## start
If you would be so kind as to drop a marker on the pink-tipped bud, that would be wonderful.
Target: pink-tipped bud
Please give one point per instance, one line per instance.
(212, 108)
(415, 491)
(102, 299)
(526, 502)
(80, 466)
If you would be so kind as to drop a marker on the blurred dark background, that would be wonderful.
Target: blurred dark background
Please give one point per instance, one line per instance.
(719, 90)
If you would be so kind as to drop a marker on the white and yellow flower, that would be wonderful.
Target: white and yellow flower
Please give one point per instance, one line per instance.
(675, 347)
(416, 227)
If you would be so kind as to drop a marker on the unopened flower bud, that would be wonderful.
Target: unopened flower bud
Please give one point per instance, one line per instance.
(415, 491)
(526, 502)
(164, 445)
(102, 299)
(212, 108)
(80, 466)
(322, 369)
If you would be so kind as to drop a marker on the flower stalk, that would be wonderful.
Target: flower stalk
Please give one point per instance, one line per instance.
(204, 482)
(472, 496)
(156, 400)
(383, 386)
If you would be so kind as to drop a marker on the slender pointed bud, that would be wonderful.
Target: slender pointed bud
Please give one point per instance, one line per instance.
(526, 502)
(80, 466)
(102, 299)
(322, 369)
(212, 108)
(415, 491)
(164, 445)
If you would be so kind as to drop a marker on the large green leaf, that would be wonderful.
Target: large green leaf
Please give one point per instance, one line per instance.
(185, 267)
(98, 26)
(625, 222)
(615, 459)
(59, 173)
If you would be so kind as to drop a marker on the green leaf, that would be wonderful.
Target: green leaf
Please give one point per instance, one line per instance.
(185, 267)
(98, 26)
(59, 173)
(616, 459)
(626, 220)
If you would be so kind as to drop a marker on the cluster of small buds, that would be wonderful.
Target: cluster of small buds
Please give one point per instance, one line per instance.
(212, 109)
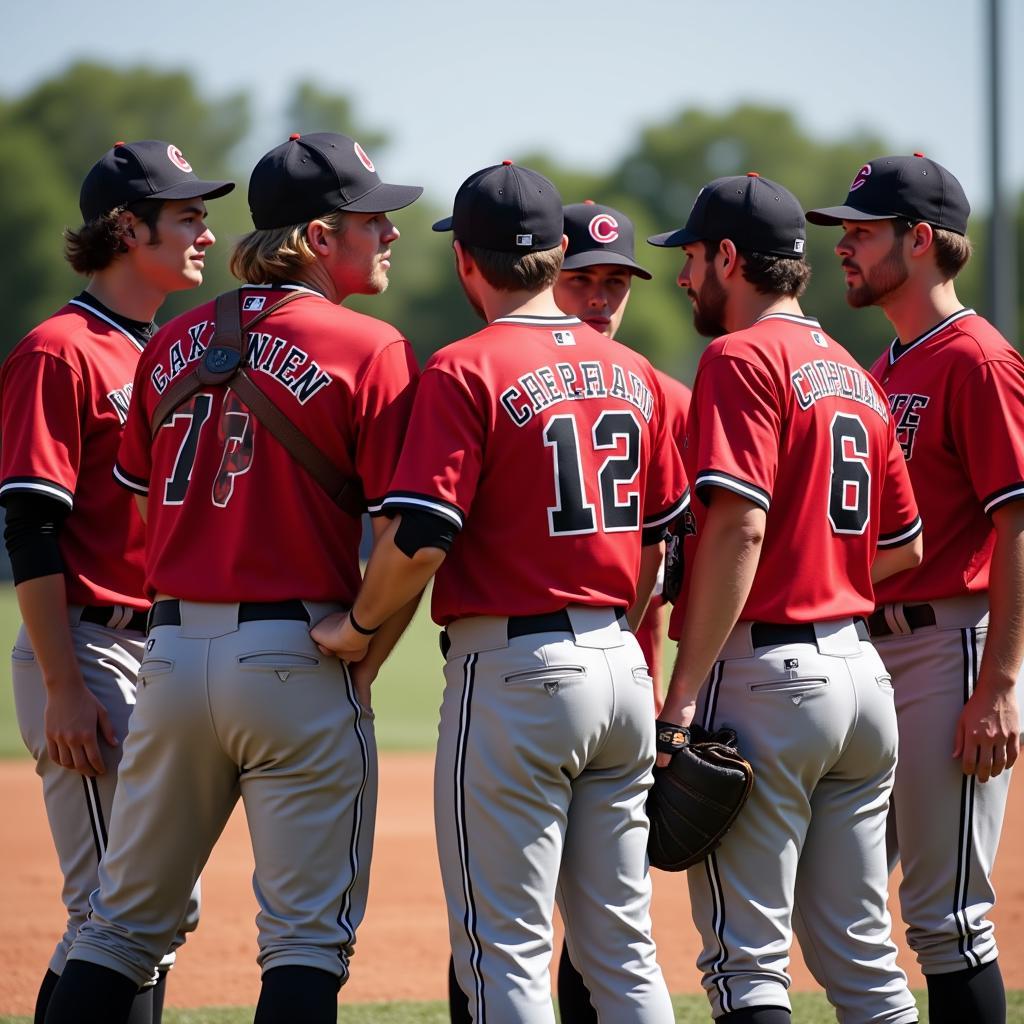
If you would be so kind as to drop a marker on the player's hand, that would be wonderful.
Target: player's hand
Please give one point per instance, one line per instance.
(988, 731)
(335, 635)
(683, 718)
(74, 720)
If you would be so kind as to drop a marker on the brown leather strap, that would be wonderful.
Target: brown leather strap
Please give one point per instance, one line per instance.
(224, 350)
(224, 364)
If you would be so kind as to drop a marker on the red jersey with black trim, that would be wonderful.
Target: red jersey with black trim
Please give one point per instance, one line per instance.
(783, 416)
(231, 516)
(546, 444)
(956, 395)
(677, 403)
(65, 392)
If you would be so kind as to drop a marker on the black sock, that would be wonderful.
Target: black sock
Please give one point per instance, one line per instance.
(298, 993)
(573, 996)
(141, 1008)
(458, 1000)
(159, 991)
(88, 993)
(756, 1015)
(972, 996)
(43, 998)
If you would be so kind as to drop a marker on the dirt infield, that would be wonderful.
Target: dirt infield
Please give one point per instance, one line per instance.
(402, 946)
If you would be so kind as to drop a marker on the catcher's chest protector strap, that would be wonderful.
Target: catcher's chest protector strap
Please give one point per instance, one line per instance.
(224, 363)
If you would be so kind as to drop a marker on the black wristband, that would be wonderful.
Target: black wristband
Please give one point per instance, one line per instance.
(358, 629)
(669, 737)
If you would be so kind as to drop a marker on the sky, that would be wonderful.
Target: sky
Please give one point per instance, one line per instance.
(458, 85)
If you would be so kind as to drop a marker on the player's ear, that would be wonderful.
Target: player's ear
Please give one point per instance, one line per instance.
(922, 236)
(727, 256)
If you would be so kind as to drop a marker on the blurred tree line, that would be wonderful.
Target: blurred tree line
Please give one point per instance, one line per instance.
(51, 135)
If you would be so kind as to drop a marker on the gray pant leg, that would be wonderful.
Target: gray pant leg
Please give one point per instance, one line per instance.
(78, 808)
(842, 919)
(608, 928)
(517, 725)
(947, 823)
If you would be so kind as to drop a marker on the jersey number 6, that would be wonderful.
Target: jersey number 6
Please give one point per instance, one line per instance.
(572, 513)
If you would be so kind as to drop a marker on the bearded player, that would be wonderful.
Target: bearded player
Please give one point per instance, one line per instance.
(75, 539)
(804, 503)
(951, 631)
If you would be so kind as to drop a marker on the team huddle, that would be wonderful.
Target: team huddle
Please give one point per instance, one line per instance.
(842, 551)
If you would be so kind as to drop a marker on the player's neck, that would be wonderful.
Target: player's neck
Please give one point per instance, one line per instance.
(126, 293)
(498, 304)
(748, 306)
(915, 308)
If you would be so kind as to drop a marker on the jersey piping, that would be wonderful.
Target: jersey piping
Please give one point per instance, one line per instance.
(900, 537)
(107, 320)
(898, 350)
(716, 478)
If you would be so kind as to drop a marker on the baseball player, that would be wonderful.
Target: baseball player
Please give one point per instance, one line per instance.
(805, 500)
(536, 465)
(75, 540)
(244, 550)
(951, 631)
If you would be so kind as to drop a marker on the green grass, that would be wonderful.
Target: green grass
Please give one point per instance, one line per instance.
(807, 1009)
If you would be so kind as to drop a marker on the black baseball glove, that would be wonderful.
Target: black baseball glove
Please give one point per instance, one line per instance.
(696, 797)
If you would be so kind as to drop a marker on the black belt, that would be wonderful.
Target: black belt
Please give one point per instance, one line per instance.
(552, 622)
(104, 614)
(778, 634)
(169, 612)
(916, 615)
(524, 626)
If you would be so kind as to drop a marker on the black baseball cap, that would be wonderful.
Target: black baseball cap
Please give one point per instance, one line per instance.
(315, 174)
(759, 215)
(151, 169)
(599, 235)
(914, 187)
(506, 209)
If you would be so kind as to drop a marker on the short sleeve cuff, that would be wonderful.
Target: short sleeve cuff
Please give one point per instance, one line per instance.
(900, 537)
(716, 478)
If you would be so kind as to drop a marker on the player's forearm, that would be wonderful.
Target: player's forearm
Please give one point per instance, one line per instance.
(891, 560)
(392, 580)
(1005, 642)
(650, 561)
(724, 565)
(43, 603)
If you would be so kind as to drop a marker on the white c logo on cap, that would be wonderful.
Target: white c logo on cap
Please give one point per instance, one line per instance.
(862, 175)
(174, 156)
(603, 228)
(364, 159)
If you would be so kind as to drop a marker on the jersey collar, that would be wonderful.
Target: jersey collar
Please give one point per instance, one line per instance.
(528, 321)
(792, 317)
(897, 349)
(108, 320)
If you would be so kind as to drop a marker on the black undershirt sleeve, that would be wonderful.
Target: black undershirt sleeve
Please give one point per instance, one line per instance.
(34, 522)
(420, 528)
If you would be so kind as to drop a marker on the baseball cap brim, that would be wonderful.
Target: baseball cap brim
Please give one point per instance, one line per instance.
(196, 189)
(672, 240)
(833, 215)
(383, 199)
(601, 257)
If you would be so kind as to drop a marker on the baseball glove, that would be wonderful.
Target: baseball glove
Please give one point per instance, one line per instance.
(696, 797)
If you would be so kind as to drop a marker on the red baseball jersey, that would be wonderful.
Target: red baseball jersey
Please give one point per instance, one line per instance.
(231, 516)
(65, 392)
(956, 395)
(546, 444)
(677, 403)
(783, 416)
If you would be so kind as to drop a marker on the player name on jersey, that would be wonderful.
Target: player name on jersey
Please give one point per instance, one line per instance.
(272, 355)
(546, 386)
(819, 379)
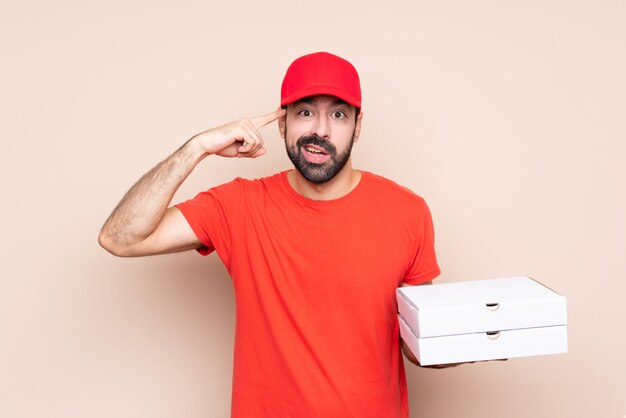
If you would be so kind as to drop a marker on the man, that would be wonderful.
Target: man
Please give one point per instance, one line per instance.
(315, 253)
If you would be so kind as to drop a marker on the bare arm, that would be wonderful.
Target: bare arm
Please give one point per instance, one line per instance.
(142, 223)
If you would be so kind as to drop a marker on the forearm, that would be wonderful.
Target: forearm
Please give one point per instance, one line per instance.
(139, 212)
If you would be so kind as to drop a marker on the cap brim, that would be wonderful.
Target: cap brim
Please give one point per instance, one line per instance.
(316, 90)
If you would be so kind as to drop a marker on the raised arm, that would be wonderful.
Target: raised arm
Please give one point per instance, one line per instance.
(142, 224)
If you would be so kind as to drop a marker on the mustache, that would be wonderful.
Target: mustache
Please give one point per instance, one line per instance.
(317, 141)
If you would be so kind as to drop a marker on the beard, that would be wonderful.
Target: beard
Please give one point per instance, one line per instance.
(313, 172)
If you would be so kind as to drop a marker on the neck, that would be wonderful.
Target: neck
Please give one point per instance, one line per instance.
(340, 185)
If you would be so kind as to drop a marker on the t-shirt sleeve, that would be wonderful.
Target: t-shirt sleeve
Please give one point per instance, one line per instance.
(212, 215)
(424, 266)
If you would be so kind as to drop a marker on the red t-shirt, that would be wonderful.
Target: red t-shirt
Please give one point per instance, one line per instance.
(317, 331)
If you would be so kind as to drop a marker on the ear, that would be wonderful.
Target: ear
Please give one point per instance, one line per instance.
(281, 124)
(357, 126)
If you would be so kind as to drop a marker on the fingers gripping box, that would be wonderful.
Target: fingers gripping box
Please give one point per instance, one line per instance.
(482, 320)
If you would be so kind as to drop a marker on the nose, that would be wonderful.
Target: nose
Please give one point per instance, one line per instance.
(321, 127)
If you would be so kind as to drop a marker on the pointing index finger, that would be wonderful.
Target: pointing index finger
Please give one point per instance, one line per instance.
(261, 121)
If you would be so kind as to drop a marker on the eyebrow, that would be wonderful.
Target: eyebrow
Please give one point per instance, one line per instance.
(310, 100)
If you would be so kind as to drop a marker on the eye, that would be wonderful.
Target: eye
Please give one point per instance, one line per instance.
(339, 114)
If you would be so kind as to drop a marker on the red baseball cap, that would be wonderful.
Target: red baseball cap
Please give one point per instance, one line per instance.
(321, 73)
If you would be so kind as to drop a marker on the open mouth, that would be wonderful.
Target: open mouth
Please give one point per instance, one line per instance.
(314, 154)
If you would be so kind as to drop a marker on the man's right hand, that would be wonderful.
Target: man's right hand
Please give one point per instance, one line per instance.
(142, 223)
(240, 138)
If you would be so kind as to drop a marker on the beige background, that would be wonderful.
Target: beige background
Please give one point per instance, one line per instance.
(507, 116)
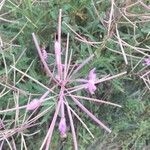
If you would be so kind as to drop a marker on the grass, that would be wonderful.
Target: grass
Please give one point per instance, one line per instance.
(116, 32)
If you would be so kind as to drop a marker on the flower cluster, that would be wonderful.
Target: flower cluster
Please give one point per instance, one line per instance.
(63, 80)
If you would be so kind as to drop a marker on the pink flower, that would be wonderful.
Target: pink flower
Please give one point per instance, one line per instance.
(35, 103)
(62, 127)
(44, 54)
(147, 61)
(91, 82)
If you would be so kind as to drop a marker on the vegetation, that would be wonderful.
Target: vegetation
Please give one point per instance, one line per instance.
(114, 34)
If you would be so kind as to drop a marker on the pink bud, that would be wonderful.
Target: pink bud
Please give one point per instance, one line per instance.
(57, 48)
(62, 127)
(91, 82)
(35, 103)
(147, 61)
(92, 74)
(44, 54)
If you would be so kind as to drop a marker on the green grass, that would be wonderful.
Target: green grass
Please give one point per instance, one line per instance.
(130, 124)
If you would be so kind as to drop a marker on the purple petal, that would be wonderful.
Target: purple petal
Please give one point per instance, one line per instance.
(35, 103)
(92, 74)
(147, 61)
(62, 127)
## end
• **WHAT YOU SHOULD DO**
Quote every line from the line containing "pink bud, that would be wonderful." through the closing line of the listing, including both.

• **TASK RESULT**
If you would be so kind as to drop a marker on the pink bud, that would be wonderful.
Target: pink bud
Please give one point per instance, one line per instance.
(57, 48)
(62, 127)
(91, 82)
(35, 103)
(147, 61)
(92, 74)
(44, 54)
If you would be so kind as to drop a marker on the green grass, that would be wonderful.
Target: green grass
Please give one point per instance, one line per instance.
(130, 124)
If you would be so kind as to drop a marker on the purple petal, that would be wonderful.
Target: purple petal
Please give one point per instance, one line per instance.
(35, 103)
(92, 74)
(147, 61)
(62, 127)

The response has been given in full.